* **Stated exercise**:
Rewrite the records below with "Mark" substituted for every occurrence of "Flag", leaving all else unchanged. Leave the pictures out of the answer.

────────────────

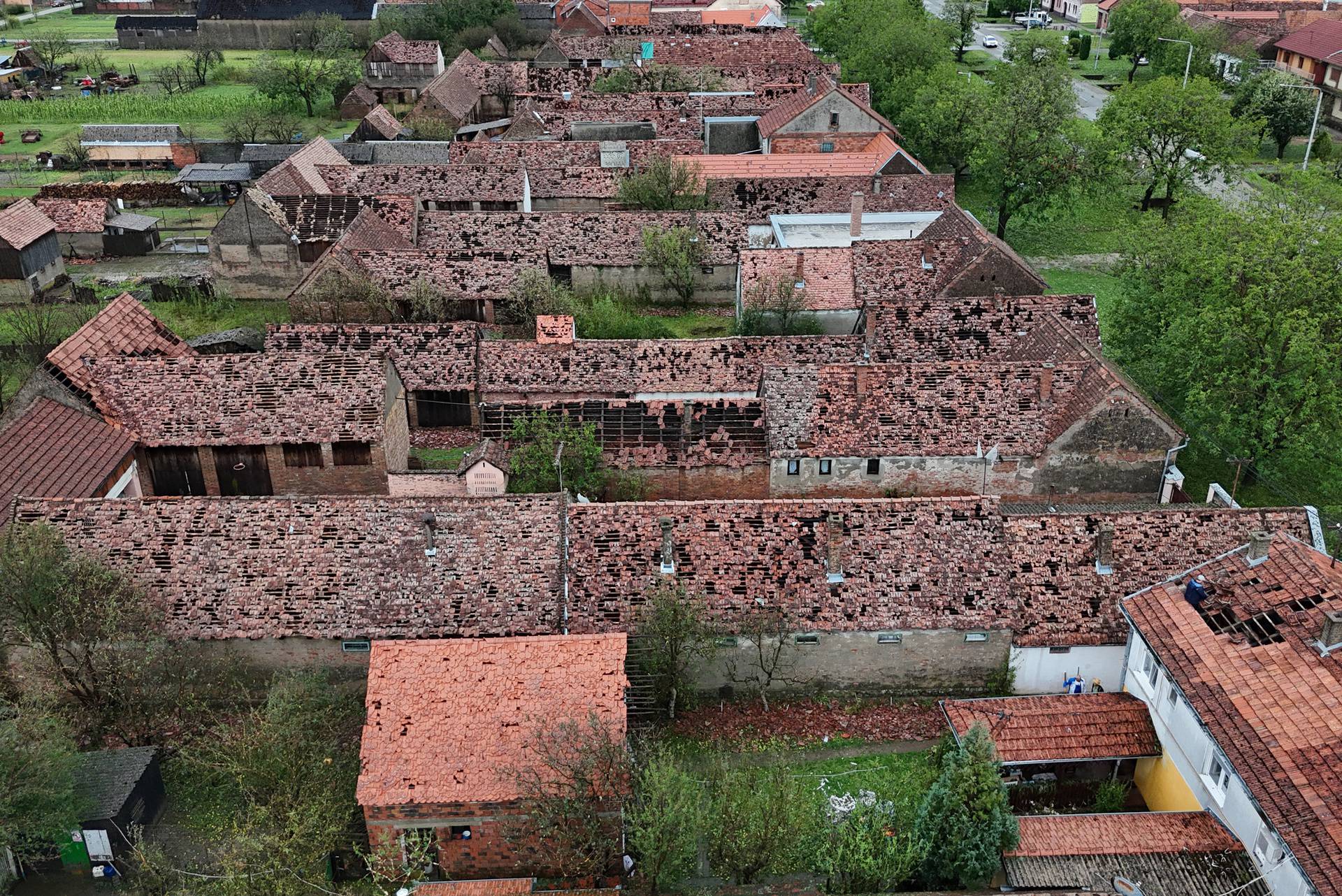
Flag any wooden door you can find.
[215,445,275,495]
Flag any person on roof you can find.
[1183,574,1208,610]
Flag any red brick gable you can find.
[941,693,1161,765]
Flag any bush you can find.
[1095,781,1132,811]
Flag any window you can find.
[284,441,322,467]
[1202,750,1231,804]
[331,441,373,467]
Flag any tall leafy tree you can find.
[1106,174,1342,503]
[1098,76,1252,217]
[915,722,1020,887]
[1233,70,1318,158]
[1109,0,1189,83]
[941,0,979,62]
[970,34,1100,238]
[900,63,993,177]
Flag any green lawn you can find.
[0,9,117,44]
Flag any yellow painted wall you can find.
[1132,753,1202,811]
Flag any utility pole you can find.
[1225,457,1253,505]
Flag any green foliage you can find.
[1232,68,1318,158]
[1107,174,1342,503]
[137,671,363,896]
[915,722,1020,888]
[900,62,993,177]
[0,702,85,861]
[706,759,818,884]
[1098,76,1252,216]
[1109,0,1189,83]
[642,226,703,307]
[252,12,361,118]
[507,410,605,496]
[627,747,705,893]
[970,31,1100,238]
[820,790,926,893]
[619,156,710,212]
[735,277,824,335]
[502,712,630,877]
[808,0,951,122]
[633,582,714,719]
[1095,778,1132,811]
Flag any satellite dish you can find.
[1110,876,1142,896]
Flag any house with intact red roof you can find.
[357,633,628,892]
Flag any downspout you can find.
[1155,439,1189,505]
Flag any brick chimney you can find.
[1248,531,1272,566]
[1319,610,1342,648]
[535,314,576,345]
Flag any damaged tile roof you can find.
[90,353,387,445]
[34,198,108,233]
[17,495,562,639]
[257,137,349,196]
[741,248,862,311]
[0,198,57,250]
[16,496,1310,646]
[356,635,628,806]
[266,322,479,390]
[47,292,194,394]
[1123,536,1342,896]
[317,165,526,205]
[0,398,136,506]
[941,692,1161,765]
[1002,810,1244,858]
[356,103,401,141]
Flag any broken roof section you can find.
[1123,530,1342,896]
[47,292,194,397]
[357,635,628,806]
[90,353,387,445]
[941,693,1161,766]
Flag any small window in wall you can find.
[284,441,322,467]
[331,441,373,467]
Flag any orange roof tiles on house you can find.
[357,633,628,806]
[34,198,108,233]
[1122,533,1342,896]
[0,398,136,506]
[1002,811,1244,858]
[741,247,860,311]
[941,693,1161,765]
[0,198,57,250]
[47,292,196,394]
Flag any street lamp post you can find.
[1157,38,1193,87]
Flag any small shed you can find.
[60,747,164,867]
[102,212,162,255]
[456,439,509,498]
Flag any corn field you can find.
[0,92,298,124]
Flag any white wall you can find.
[1123,632,1315,896]
[1011,644,1123,693]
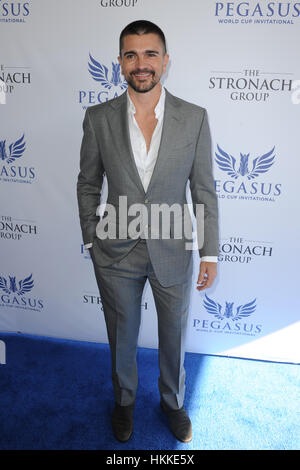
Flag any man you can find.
[77,21,218,442]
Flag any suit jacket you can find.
[77,90,218,287]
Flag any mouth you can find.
[132,70,154,80]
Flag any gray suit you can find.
[77,90,218,408]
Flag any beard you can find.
[126,69,159,93]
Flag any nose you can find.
[136,54,146,69]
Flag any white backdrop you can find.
[0,0,300,362]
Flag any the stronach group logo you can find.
[0,274,44,312]
[0,134,35,184]
[0,63,31,104]
[0,215,37,241]
[214,0,300,24]
[82,292,148,312]
[208,69,294,103]
[0,0,30,23]
[215,145,281,202]
[218,237,273,264]
[193,294,262,336]
[100,0,138,8]
[79,54,127,109]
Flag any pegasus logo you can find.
[88,54,127,90]
[0,274,34,295]
[0,134,25,163]
[216,145,275,180]
[203,294,256,321]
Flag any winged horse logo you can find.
[203,294,256,321]
[0,274,34,295]
[88,54,127,90]
[216,145,275,180]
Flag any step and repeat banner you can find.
[0,0,300,362]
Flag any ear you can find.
[118,56,123,75]
[163,53,170,73]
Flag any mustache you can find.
[130,69,155,75]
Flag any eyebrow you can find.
[123,49,159,56]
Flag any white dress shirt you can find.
[85,87,218,263]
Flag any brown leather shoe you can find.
[112,403,134,442]
[160,400,193,442]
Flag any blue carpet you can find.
[0,333,300,450]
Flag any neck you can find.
[128,83,162,112]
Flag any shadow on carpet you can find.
[0,333,300,450]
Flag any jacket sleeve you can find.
[189,109,219,257]
[77,109,104,245]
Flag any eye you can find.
[126,54,134,60]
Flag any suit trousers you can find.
[90,239,193,409]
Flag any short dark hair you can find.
[119,20,167,57]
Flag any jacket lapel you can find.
[147,90,182,193]
[109,90,181,195]
[109,92,145,194]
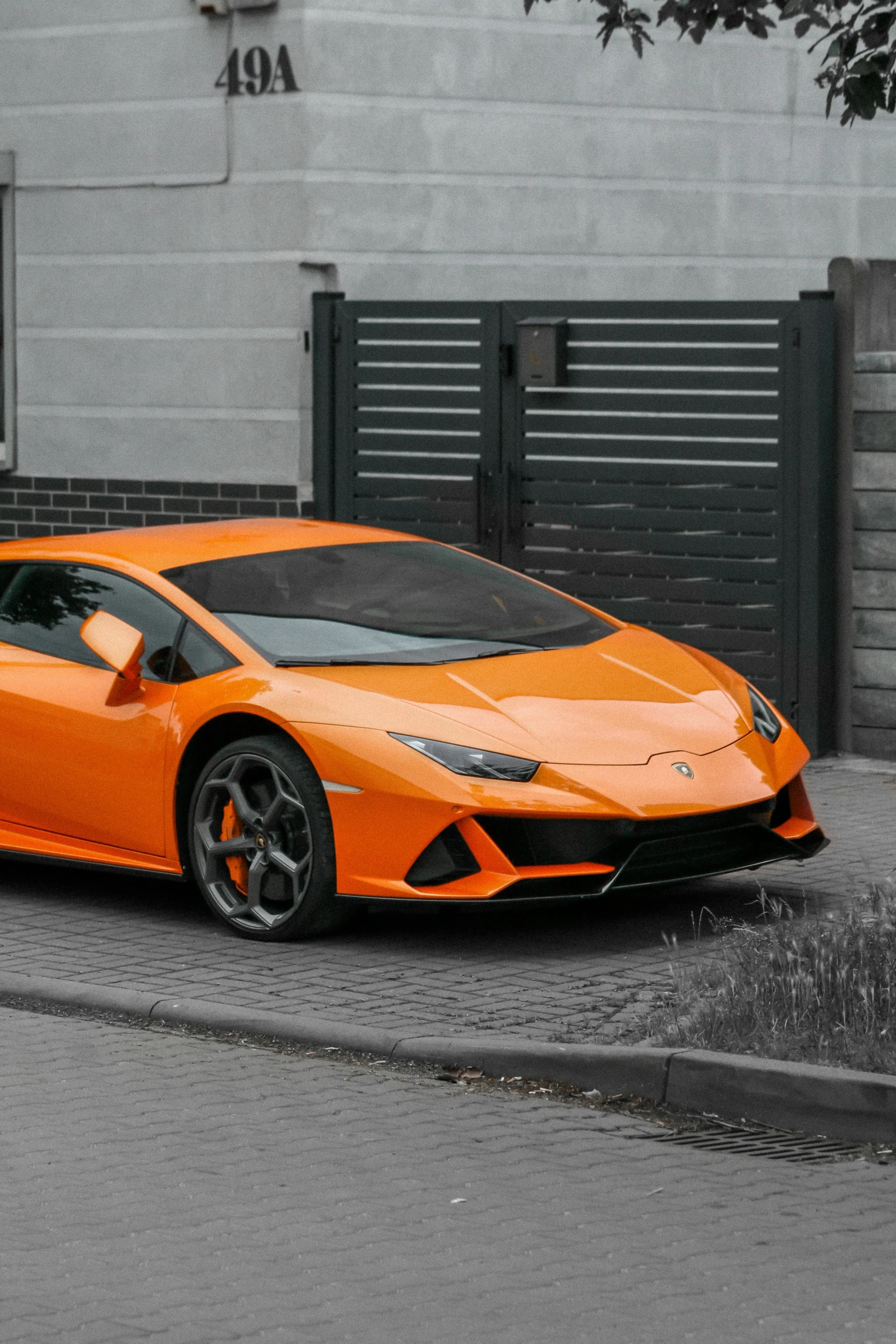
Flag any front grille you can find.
[476,788,827,901]
[612,825,793,888]
[476,798,775,868]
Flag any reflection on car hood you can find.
[289,627,751,765]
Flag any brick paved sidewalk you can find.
[0,1008,896,1344]
[0,761,896,1041]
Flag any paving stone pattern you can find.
[0,760,896,1041]
[0,1009,896,1344]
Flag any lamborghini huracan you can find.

────────────────

* **Response to the task**:
Mark any wooden door you can find.
[215,445,275,495]
Mark any person on roof you can find.
[1183,574,1208,610]
Mark any red brick gable you can find.
[941,693,1161,765]
Mark any bush you can find.
[1095,781,1132,811]
Mark any window you can find.
[284,441,322,467]
[1202,750,1231,804]
[331,441,373,467]
Mark any tall leafy tree you can find.
[1106,174,1342,503]
[1098,76,1252,217]
[915,722,1020,887]
[1233,70,1318,158]
[1109,0,1189,83]
[941,0,979,62]
[970,34,1100,238]
[900,63,993,177]
Mark any green lawn you can find.
[0,9,117,44]
Mark any yellow painted wall you can find.
[1132,753,1202,811]
Mark any utility pole you can find.
[1225,457,1253,505]
Mark any green foliage you can find.
[1232,68,1318,158]
[1107,174,1342,503]
[137,671,363,896]
[915,722,1020,888]
[900,62,993,177]
[0,702,85,861]
[706,759,818,884]
[1098,76,1252,216]
[1109,0,1189,83]
[642,226,703,307]
[252,12,361,118]
[507,410,605,496]
[627,747,705,893]
[970,31,1100,238]
[820,790,926,893]
[619,156,710,212]
[735,277,824,335]
[502,712,630,877]
[808,0,951,122]
[633,582,714,719]
[1095,778,1132,811]
Mark any satellite dish you can find.
[1110,876,1142,896]
Mark any house with intact red roof you can find.
[357,633,628,892]
Mark any downspout you can find.
[1155,439,1189,505]
Mark any brick chimney you can find.
[1248,531,1272,566]
[1319,610,1342,648]
[535,314,576,345]
Mark any damaged tile roof you can find.
[90,353,387,445]
[34,198,108,233]
[17,495,562,639]
[257,137,349,196]
[741,248,862,311]
[0,198,57,250]
[16,496,1310,646]
[356,635,628,806]
[266,322,479,390]
[47,292,194,394]
[1123,536,1342,896]
[317,165,526,205]
[0,398,136,506]
[941,692,1161,765]
[1002,810,1244,858]
[356,103,401,141]
Mark any broken roof section you can find.
[1123,530,1342,896]
[47,292,194,397]
[357,635,628,806]
[90,353,387,445]
[941,693,1161,766]
Mark any small window in wall you can find.
[284,441,322,467]
[331,441,373,467]
Mark any orange roof tiles on house you can find.
[357,633,628,806]
[34,198,108,233]
[1122,533,1342,896]
[0,398,136,506]
[1002,811,1244,858]
[741,247,860,311]
[941,693,1161,765]
[0,198,57,250]
[47,292,196,394]
Mark any street lamp post you can find.
[1157,38,1193,87]
Mark any small shed you can find.
[60,747,164,867]
[102,212,162,255]
[456,439,509,498]
Mark any corn field you can find.
[0,92,298,124]
Mark any white wall you can find.
[1123,632,1315,896]
[1011,644,1123,693]
Mark any man you can find.
[77,21,218,442]
Mark any suit jacket you can find.
[77,90,218,287]
Mark any mouth you can find.
[132,70,154,80]
Mark any gray suit you can find.
[77,90,218,408]
Mark any beard you can find.
[126,69,159,93]
Mark any nose you can find.
[136,54,146,69]
Mark any white backdrop you can find.
[0,0,300,362]
Mark any the stronach group logo you can find.
[0,274,44,312]
[0,134,35,184]
[0,63,31,104]
[0,215,37,241]
[214,0,300,24]
[82,292,148,312]
[208,69,294,103]
[0,0,30,23]
[215,145,281,202]
[218,237,273,264]
[193,294,262,336]
[100,0,138,8]
[79,54,127,109]
Mark any pegasus logo you can find.
[88,54,127,90]
[0,274,34,295]
[0,134,25,163]
[216,145,275,180]
[203,294,256,321]
Mark any winged horse logo you can find.
[203,294,256,321]
[0,274,34,295]
[88,54,127,90]
[216,145,275,180]
Mark any step and repeat banner you can find.
[0,0,300,362]
Mark any ear you can find.
[118,56,123,75]
[163,53,170,73]
Mark any mustache you can find.
[130,69,155,75]
Mark any eyebrow you can find.
[123,49,159,56]
Mark any white dress shirt you can find.
[85,87,218,263]
Mark any brown leather shoe you can find.
[112,403,134,442]
[160,400,193,442]
Mark any blue carpet you can find.
[0,333,300,450]
Mark any neck you can find.
[128,83,162,112]
Mark any shadow on carpet you can find.
[0,333,300,450]
Mark any jacket sleeve you can find.
[189,109,219,257]
[77,109,104,245]
Mark any eye you can find.
[126,54,134,60]
Mark any suit trousers you can find.
[90,239,193,409]
Mark any short dark hair you can find.
[119,20,167,57]
Mark any jacket lapel you can find.
[147,90,182,193]
[109,90,181,195]
[109,92,145,194]
Mark any front grille you can find.
[476,788,827,901]
[612,825,793,888]
[476,798,775,868]
Mark any reflection on car hood you can find.
[289,627,751,765]
Mark any brick paved sidewalk you can find.
[0,1008,896,1344]
[0,761,896,1041]
Mark any paving stone pattern you can find.
[0,760,896,1041]
[0,1009,896,1344]
Mark any lamborghini huracan you can find.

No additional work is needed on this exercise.